Find every line in the records below that holds the word "throw" and copy it.

─── Material for this task

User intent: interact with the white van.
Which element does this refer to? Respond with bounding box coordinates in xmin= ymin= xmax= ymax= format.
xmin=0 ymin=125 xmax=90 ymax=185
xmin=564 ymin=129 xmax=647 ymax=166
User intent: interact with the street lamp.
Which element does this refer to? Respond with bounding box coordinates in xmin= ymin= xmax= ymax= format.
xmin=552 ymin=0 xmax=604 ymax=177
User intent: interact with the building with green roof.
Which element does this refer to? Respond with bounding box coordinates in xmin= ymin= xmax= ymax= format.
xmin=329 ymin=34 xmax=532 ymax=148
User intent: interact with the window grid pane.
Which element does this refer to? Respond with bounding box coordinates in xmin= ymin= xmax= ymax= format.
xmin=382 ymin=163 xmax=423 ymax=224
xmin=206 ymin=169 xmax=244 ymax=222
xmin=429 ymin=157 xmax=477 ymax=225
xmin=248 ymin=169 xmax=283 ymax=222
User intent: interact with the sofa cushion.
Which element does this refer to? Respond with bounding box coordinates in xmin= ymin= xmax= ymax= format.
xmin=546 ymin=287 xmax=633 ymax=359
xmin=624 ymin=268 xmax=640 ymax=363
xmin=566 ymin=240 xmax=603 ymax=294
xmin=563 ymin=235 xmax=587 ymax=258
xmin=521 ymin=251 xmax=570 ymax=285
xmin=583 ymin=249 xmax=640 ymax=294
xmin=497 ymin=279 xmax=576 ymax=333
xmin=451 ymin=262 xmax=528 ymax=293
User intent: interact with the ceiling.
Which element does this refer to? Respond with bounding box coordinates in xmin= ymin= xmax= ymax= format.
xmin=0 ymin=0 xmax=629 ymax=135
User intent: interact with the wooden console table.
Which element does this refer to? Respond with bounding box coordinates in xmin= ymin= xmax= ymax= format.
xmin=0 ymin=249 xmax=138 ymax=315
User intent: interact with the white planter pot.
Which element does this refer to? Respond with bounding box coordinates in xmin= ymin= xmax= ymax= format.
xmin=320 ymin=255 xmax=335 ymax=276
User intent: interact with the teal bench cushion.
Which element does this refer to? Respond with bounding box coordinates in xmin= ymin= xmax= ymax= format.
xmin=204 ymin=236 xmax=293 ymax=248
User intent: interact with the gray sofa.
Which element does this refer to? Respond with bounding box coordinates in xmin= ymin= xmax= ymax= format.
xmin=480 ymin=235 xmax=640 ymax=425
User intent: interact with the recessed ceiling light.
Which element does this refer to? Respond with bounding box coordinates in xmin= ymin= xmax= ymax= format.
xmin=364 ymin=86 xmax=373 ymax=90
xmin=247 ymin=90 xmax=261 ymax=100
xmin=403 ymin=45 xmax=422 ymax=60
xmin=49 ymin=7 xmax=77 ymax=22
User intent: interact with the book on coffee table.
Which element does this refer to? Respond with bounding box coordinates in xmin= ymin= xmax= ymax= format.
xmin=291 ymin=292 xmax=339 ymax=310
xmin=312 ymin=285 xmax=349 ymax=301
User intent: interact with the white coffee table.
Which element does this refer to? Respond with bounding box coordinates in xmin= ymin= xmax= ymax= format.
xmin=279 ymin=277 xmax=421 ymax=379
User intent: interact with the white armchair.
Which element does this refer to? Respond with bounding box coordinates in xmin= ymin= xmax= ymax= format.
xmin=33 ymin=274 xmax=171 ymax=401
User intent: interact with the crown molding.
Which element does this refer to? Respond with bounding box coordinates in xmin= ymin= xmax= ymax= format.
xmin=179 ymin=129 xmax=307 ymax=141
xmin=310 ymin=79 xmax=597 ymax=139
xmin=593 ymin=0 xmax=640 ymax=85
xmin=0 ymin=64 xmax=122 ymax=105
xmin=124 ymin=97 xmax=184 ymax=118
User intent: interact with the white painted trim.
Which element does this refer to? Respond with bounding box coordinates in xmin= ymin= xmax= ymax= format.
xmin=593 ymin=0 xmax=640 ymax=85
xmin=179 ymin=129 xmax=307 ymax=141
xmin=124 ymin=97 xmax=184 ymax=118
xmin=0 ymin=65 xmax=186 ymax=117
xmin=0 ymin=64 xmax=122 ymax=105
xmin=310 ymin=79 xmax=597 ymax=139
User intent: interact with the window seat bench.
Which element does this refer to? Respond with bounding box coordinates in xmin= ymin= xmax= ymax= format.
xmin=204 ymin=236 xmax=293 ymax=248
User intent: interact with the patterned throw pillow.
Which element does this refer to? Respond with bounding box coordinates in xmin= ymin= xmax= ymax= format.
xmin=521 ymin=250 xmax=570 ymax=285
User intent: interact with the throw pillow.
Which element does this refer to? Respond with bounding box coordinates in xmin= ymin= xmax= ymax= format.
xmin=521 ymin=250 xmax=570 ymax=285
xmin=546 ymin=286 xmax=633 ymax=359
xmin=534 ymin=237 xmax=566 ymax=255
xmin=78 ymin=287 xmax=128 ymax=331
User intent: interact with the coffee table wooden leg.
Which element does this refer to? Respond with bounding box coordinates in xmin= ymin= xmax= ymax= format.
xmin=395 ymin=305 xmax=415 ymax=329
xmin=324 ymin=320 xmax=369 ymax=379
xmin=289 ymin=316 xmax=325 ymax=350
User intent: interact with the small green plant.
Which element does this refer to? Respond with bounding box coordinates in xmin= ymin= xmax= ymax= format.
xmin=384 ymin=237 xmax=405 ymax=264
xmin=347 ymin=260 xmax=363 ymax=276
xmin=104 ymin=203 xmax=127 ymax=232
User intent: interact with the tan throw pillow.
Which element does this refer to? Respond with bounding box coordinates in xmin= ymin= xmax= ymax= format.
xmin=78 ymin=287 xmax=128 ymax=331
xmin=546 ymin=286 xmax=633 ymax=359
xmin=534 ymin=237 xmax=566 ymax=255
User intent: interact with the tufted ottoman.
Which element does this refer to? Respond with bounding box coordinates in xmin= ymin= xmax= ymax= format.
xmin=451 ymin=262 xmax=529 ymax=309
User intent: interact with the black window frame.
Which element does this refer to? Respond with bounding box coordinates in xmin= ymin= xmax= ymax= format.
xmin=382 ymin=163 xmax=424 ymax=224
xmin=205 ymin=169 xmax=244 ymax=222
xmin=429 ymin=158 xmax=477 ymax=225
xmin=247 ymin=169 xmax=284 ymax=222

──────

**Answer area**
User intent: interact with the patterned throw pillow.
User intent: interact with the throw pillow.
User intent: interact with the tan throw pillow.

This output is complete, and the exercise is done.